#### Bagian Dokumen ####

Untuk mengingatkan kita, kaum Muslim, betapa sistem keKhilafahan Islam begitu penting untuk direalisasikan, ada baiknya kita menyimak pernyataan Imam al-Qurthubi –seorang pakar tafsir-, dalam buku tafsirnya al-Jami li Ahkam al-Qur’an (j.1/264): “Tidak ada perbedaan pendapat mengenai kewajiban (mengangkat Khalifah) di kalangan umat Islam dan para imam mazhab, kecuali pendapat al-a’sham (yang tuli) terhadap syariat”. Dalam kitab-kitab yang lazim digunakan di pesantren, seperti al-Ahkam as-Sulthaniyyah, baik karya al-Mawardi maupun al-Farra’, jelas dinyatakan bahwa keberadaan khilafah merupakan perkara yang ma’lum min ad-din bi ad-dharurah. Bahkan, Imam al-Ghazali dalam kitab al-Iqtishad fi al-I’tiqad menyatakan, adanya shulthan (khalifah) itu merupakan penjaga, yang tanpanya agama Islam ini akan sirna.

####

Tugas Anda »
**1.** Jawablah pertanyaan berikut berdasarkan teks tentang kewajiban khilafah:
(a) Dalam buku tafsir apa Imam al-Qurthubi menyampaikan pernyataannya?
(b) Siapa saja penulis kitab al-Ahkam as-Sulthaniyyah yang disebut?
(c) Dalam kitab apa Imam al-Ghazali menyebut shulthan sebagai penjaga?
**2.** Ringkaslah paragraf yang diawali "Untuk mengingatkan kita" dari teks tentang kewajiban khilafah menjadi daftar poin, tanpa menghilangkan fakta utamanya.
**3.** Lanjutkan teks tentang kewajiban khilafah, dimulai setelah kalimat terakhirnya.

#### Bagian Dataset ####

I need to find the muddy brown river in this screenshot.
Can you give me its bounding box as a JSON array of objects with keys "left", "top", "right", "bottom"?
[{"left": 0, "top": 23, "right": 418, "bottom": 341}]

####

Jawaban Tugas »
**1.**
(a) Dalam al-Jami li Ahkam al-Qur'an (j.1/264).
(b) Al-Mawardi dan al-Farra'.
(c) Dalam al-Iqtishad fi al-I'tiqad.

**2.**
- Imam al-Qurthubi, pakar tafsir, dalam al-Jami li Ahkam al-Qur'an (j.1/264) menyatakan bahwa umat Islam dan para imam mazhab tidak berbeda pendapat tentang kewajiban mengangkat Khalifah, kecuali pendapat al-a'sham terhadap syariat.
- Kitab al-Ahkam as-Sulthaniyyah karya al-Mawardi dan karya al-Farra', yang lazim dipakai di pesantren, menyatakan keberadaan khilafah sebagai perkara yang ma'lum min ad-din bi ad-dharurah.
- Imam al-Ghazali dalam al-Iqtishad fi al-I'tiqad menyebut shulthan (khalifah) sebagai penjaga yang tanpanya agama Islam akan sirna.

**3.**
Sejarah perjuangan Islam di Indonesia tidak bisa dilepaskan dari agenda Khilafah Islam. Setelah institusi Khilafah Islam Ustmaniyah dibubarkan pada 3 Maret 1924, ulama dan tokoh pergerakan Islam Indonesia meresponnya dengan pembentukan Komite Khilafah yang didirikan di Surabaya pada 4 Oktober 1924, dengan ketua Wondosudirdjo (Sarikat Islam) dan wakilnya KH A. Wahab Hasbullah (lihat Bendera Islam, 16 Oktober 1924). Kongres ini memutuskan untuk mengirim delegasi ke Kongres Khilafah ke Kairo yang terdiri dari Surjopranoto (Sarikat Islam), Haji Fachruddin (Muhammadiyah), dan KH. A. Wahab dari kalangan tradisi. (Hindia Baroe, 9 Januari 1925).
KH. A Wahab kemudian juga membentuk Komite Merembuk Hijaz yang menjadikan persoalan Hijaz sebagai persoalan utama. Komite inilah yang menjadi cikal bakal Nahdhatul Ulama (Deliar Noer, dalam Gerakan Modern Islam Indonesia 1900-1942). Jadi sejak awal persoalan Khilafah telah menjadi perhatian baik berbagai kalangan ormas Islam di Indonesia baik Muhammadiyah, Sarikat Islam, maupun NU. Lepas dari berbagai perbedaan yang melingkupinya.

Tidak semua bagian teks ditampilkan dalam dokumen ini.